## Given entries
*-*-*
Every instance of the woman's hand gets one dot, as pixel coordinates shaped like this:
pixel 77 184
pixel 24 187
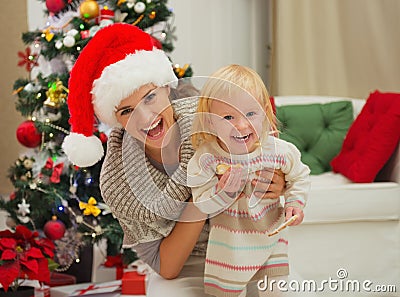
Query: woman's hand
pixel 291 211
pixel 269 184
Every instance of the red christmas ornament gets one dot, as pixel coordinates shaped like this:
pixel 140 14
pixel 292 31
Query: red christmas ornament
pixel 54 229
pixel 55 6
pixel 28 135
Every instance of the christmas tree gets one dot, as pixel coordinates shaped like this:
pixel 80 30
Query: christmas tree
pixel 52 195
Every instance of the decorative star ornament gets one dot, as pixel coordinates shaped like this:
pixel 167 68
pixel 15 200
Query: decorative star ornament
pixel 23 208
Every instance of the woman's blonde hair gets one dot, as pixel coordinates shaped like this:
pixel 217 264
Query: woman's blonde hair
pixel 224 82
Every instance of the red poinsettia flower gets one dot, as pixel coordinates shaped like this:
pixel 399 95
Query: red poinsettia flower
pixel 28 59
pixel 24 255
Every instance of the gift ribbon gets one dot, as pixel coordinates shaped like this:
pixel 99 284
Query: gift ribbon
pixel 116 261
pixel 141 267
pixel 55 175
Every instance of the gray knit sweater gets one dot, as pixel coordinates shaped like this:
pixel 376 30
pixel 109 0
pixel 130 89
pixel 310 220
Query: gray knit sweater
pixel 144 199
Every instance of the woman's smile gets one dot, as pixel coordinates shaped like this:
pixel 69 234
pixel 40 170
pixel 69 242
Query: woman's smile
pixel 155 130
*-*-*
Convert the data into a JSON list of strings, one string per line, running from the first line of the data through the line containing "pixel 224 82". Skip blank lines and leave the pictures out.

[
  "Every instance of the woman's hand gets one dot, as pixel coordinates shaped like this:",
  "pixel 77 184",
  "pixel 24 187",
  "Query: woman's hand",
  "pixel 291 211",
  "pixel 269 184",
  "Every instance of the red christmas ornament gets one dot, as pixel coordinates shaped like this:",
  "pixel 140 14",
  "pixel 292 31",
  "Query: red christmas ornament",
  "pixel 54 229",
  "pixel 55 6",
  "pixel 28 135",
  "Every instance of the christmas tree gets one dot, as pixel coordinates shaped like this:",
  "pixel 80 30",
  "Query: christmas tree",
  "pixel 52 195",
  "Every instance of the decorative star ornament gets one dot, as pixel coordinates shaped like this:",
  "pixel 167 68",
  "pixel 15 200",
  "Query: decorative star ornament",
  "pixel 23 208",
  "Every instance of the woman's blonde hair gets one dot, as pixel coordinates shaped like this:",
  "pixel 217 264",
  "Query: woman's blonde hair",
  "pixel 224 82"
]